* KUTIPAN DOKUMEN:
Advanced Search
Hits
16725
Tanggal Dimuat: 2009/06/17
Ringkasan Pertanyaan
Bagaimana mungkin seratus ribu lebih jumlah sahabat yang hadir di Ghadir Khum dan mendengarkan hadis al-Ghadir namun tiada satu pun dari mereka yang melontarkan kritikan dan protes di Saqifah?
Pertanyaan
Bagaimana mungkin seratus ribu lebih jumlah sahabat yang hadir di Ghadir Khum dan mendengarkan hadis al-Ghadir namun tiada satu pun dari mereka yang melontarkan kritikan dan protes di Saqifah?
Jawaban Global

Akar peristiwa al-Ghadir menurut nukilan sejarah merupakan peristiwa yang telah ditetapkan dan dibuktikan validitasnya.

Para penulis sejarah dengan merekam pelbagai peristiwa dan menukil turun-temurun kisah ini dan menjadi sandaran masyarakat melalui jalan yang beragam, mengakui kebenaran masalah ini.

Sedemikian masalah ini argumentatif sedemikian sehingga ia dapat dijumpai pada sastra, teologi, tafsir, dan bahkan kitab-kitab hadis standar Ahlusunnah dan Syiah dimana Nasai salah seorang ulama besar Ahlusunnah menukil hadis ini melalui 250 sanad.

Terlepas dari itu, berhimpunnya masyarakat sedemikian besar di Ghadir Khum bukan merupakan sesuatu yang tidak masuk akal, karena peristiwa al-Ghadir terjadi pada tahun sepuluh Hijriah dimana dengan menyebarnya tabligh untuk Islam banyak orang yang condong untuk memeluk Islam Terkhusus kewajiban Haji yang merupakan salah satu syiar Ilahi, Nabi Saw mengumumkan pada tahun itu bahwa beliau akan ikut serta dalam musim haji tahun itu dan secara langsung beliau sendiri yang akan mengajarkan hukum-hukum haji pada tahun itu.

* MATERI YANG DISEDIAKAN:
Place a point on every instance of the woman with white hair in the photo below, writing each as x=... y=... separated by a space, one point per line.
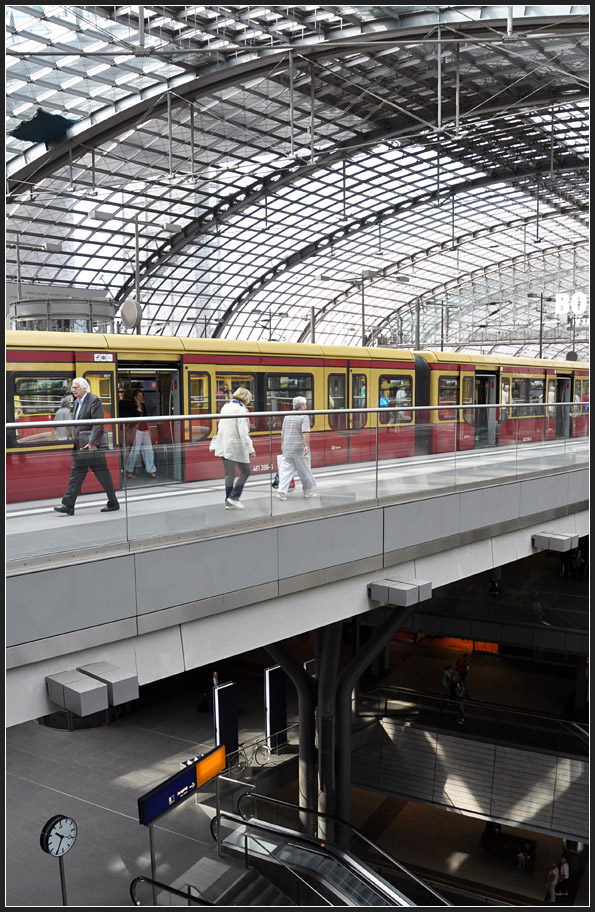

* TUGAS:
1) Jawablah pertanyaan-pertanyaan berikut sesuai kutipan dokumen.
(a) Pada tanggal berapa dokumen ini dimuat?
(b) Melalui berapa sanad Nasai menukil hadis ini?
(c) Pada tahun berapa peristiwa al-Ghadir terjadi?
2) Tentukan apakah setiap pernyataan berikut sesuai dengan kutipan dokumen. Jawab dengan ya atau tidak, lalu kutip kata-kata penentunya.
(a) Nasai disebut sebagai salah seorang ulama besar Syiah.
(b) Nabi Saw mengumumkan bahwa beliau akan ikut serta dalam musim haji tahun itu.
(c) Masalah ini hanya dapat dijumpai dalam kitab-kitab hadis.
Jawablah hanya berdasarkan kutipan dokumen.

* KUNCI JAWABAN:
1)
(a) 2009/06/17
(b) 250 sanad
(c) Tahun sepuluh Hijriah

2)
(a) Tidak. "Nasai salah seorang ulama besar Ahlusunnah"
(b) Ya. "Nabi Saw mengumumkan pada tahun itu bahwa beliau akan ikut serta dalam musim haji tahun itu"
(c) Tidak. "ia dapat dijumpai pada sastra, teologi, tafsir, dan bahkan kitab-kitab hadis standar Ahlusunnah dan Syiah"